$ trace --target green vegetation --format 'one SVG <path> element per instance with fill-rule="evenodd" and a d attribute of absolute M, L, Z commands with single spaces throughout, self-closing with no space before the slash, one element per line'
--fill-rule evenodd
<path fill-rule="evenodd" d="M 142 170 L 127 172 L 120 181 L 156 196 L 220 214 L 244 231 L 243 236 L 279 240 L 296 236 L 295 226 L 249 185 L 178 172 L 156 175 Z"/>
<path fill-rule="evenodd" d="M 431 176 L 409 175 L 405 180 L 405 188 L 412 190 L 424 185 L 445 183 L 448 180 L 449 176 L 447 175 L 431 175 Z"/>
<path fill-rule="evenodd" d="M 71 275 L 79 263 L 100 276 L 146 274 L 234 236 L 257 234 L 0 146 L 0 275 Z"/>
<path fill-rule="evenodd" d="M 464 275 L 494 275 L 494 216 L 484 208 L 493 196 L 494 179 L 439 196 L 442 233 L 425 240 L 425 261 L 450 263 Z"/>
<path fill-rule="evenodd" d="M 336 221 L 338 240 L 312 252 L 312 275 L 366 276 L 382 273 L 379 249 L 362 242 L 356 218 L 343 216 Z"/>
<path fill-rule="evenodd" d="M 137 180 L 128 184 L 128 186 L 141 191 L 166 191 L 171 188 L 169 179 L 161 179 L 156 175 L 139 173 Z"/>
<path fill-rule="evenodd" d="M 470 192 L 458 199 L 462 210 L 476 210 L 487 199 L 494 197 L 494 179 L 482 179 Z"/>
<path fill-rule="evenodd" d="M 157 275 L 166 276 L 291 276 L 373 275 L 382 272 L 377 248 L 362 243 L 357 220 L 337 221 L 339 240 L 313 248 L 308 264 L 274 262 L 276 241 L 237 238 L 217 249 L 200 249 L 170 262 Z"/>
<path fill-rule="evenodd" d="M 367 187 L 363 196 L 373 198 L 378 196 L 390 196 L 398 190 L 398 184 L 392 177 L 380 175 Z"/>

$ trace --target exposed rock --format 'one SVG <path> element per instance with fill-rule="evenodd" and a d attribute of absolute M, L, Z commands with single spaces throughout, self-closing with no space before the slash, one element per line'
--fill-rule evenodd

**THE TASK**
Copy all of the entries above verbatim, keeping each line unchanged.

**WRITTEN RESPONSE**
$ trace --target green vegetation --format 'one SVG <path> element per instance with fill-rule="evenodd" and a d attribute of absolute M, L, Z commands with single spaces throughout, self-closing with no space before the slash, one element per line'
--fill-rule evenodd
<path fill-rule="evenodd" d="M 142 170 L 127 172 L 120 181 L 156 196 L 220 214 L 244 231 L 243 236 L 279 240 L 296 236 L 295 226 L 249 185 L 178 172 L 156 175 Z"/>
<path fill-rule="evenodd" d="M 431 176 L 409 175 L 405 180 L 405 188 L 412 190 L 424 185 L 445 183 L 448 180 L 449 176 L 447 175 L 431 175 Z"/>
<path fill-rule="evenodd" d="M 71 275 L 79 263 L 100 276 L 146 274 L 234 236 L 257 234 L 0 146 L 0 275 Z"/>
<path fill-rule="evenodd" d="M 464 275 L 494 275 L 494 216 L 484 208 L 493 196 L 494 179 L 439 196 L 442 233 L 425 240 L 425 261 L 450 263 Z"/>
<path fill-rule="evenodd" d="M 336 221 L 338 240 L 312 252 L 312 275 L 366 276 L 382 273 L 379 249 L 362 242 L 356 218 L 343 216 Z"/>
<path fill-rule="evenodd" d="M 137 180 L 128 184 L 128 186 L 141 191 L 166 191 L 171 188 L 169 179 L 161 179 L 156 175 L 139 173 Z"/>
<path fill-rule="evenodd" d="M 470 192 L 458 199 L 462 210 L 476 210 L 487 199 L 494 197 L 494 179 L 482 179 Z"/>
<path fill-rule="evenodd" d="M 157 275 L 166 276 L 291 276 L 373 275 L 382 272 L 377 248 L 362 243 L 357 220 L 337 221 L 339 240 L 313 248 L 308 264 L 274 262 L 276 241 L 237 238 L 217 249 L 200 249 L 170 262 Z"/>
<path fill-rule="evenodd" d="M 367 187 L 363 196 L 373 198 L 378 196 L 390 196 L 398 190 L 398 184 L 392 177 L 380 175 Z"/>

$ trace --target exposed rock --format 'one SVG <path> element per instance with fill-rule="evenodd" and a d attribute of absolute M, L, Z commands with single spaces throughout, self-closing with no space before the slash, one element per line'
--fill-rule evenodd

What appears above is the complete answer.